• REQUEST 1
Report every line of the listing below that contains the string "staircase".

• EXCERPT TO READ
On Fri, Aug 7, 2009 at 8:14 PM, John Harrop <jharrop...@gmail.com> wrote:

> Your core loop seems to be:
> (loop [zr (double 0.0)
>          zi (double 0.0)
>          zr2 (double 0.0)
>          zi2 (double 0.0)
>          iterations-remaining iterations-remaining]
>     (if (and (not (neg? iterations-remaining))
>              (< (+ zr2 zi2) limit-square))
>       (let [new-zi (double (+ (* (* f2 zr) zi) pi))
>             new-zr (double (+ (- zr2 zi2) pr))
>             new-zr2 (double (* new-zr new-zr))
>             new-zi2 (double (* new-zi new-zi))]
>         (recur new-zr new-zi new-zr2 new-zi2 (dec iterations-remaining)))
>
> What I suggest is
>
> (loop [zr (double 0.0)
>        zi (double 0.0)
>        i (int (inc iterations-remaining))]
>   (let [zr2 (* zr zr)
>         zi2 (* zi zi)]
>     (if (and (not (= 0 i)) (< (+ zr2 zi2 limit-square)))

• Dataset records
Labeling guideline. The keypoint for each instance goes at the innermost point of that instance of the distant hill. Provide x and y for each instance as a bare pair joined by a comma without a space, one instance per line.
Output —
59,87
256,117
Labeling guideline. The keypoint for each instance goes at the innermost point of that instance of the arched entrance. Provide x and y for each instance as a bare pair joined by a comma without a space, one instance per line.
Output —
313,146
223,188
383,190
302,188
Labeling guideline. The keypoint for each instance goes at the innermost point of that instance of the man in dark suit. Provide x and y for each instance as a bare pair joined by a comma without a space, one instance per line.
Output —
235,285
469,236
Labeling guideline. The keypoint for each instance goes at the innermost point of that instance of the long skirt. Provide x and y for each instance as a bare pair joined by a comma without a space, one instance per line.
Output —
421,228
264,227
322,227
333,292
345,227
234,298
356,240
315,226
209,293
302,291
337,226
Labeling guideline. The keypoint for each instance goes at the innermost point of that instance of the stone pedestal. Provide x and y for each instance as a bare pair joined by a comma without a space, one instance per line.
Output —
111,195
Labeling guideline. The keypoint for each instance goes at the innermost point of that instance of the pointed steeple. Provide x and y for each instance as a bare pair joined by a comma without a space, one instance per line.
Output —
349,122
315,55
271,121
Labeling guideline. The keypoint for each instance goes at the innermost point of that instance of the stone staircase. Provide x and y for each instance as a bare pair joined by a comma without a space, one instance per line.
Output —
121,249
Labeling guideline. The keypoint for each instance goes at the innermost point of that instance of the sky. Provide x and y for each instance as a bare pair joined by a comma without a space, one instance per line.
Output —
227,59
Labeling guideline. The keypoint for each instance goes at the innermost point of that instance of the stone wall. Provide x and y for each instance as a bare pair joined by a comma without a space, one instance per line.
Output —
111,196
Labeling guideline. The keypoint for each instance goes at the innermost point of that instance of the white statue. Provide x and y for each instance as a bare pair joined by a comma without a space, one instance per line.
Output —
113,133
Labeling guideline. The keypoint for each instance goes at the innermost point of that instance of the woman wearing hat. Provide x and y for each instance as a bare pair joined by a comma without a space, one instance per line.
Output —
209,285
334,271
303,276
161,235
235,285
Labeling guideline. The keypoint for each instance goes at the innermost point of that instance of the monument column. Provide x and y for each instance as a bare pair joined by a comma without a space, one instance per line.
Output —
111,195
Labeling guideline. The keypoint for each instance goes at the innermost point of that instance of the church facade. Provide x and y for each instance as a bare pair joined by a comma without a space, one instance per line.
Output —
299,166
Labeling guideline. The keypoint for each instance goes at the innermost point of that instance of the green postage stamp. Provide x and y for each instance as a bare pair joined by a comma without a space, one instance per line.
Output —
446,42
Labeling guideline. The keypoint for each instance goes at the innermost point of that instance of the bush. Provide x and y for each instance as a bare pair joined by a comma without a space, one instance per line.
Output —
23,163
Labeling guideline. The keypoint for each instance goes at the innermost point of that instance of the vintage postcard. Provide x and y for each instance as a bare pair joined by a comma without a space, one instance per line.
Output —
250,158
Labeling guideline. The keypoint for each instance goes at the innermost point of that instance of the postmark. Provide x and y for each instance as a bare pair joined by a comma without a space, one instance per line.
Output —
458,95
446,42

• REQUEST 2
In the email above, list the names bound in the loop that follows "Your core loop seems to be:".

• TASK OUTPUT 1
Labeling guideline. The keypoint for each instance goes at the innermost point of that instance of the stone staircase. Provide x and y for each instance as a bare pair joined by a comma without a space, one instance per line.

• TASK OUTPUT 2
zr, zi, zr2, zi2, iterations-remaining